Text shown:
= Beginning of Section =
CORVALLIS, Ore. – The loss of biodiversity in ecosystems ranging from marine coral reefs to terrestrial forests can increase the transmission of infectious diseases in humans, other animals and plants, according to a new scientific analysis just published in the journal Nature.
This connection between two developing crises – emerging novel diseases and unprecedented declines in biodiversity – has long been suspected, but has been difficult to quantify, scientists say.
“In theory, the loss of biodiversity could increase or decrease transmission of disease,” said Anna Jolles, a disease ecology specialist in the College of Veterinary Medicine at Oregon State University and one of the authors of the study. “Certainly, having naturally high biodiversity should increase the potential pool of sources for new pathogens. But the evidence suggests that in most cases, biodiversity loss actually ramps up transmission of disease. Now we need to find out why.”
= End of Section =
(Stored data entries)
= Beginning of Section =
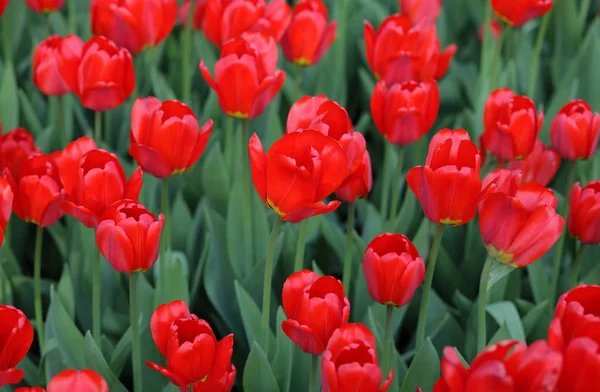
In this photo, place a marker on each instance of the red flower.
(165, 136)
(519, 228)
(94, 180)
(400, 52)
(393, 269)
(77, 380)
(518, 12)
(194, 356)
(49, 56)
(128, 236)
(540, 165)
(16, 336)
(38, 191)
(309, 36)
(104, 78)
(315, 307)
(17, 146)
(135, 25)
(301, 169)
(511, 125)
(574, 130)
(404, 112)
(245, 76)
(350, 361)
(448, 186)
(505, 366)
= End of Section =
Task set:
1. From the article on biodiversity loss and disease, reproduce the passage that begins with the words "This connection between" and ends with "quantify, scientists say.".
2. Answer these questions using the article on biodiversity loss and disease:
(a) In which journal was the new scientific analysis published?
(b) What two developing crises does the article say have long been suspected of being connected?
(c) In which college at Oregon State University does Anna Jolles work?

Solution list:
1.
This connection between two developing crises – emerging novel diseases and unprecedented declines in biodiversity – has long been suspected, but has been difficult to quantify, scientists say.

2.
(a) Nature
(b) Emerging novel diseases and unprecedented declines in biodiversity
(c) The College of Veterinary Medicine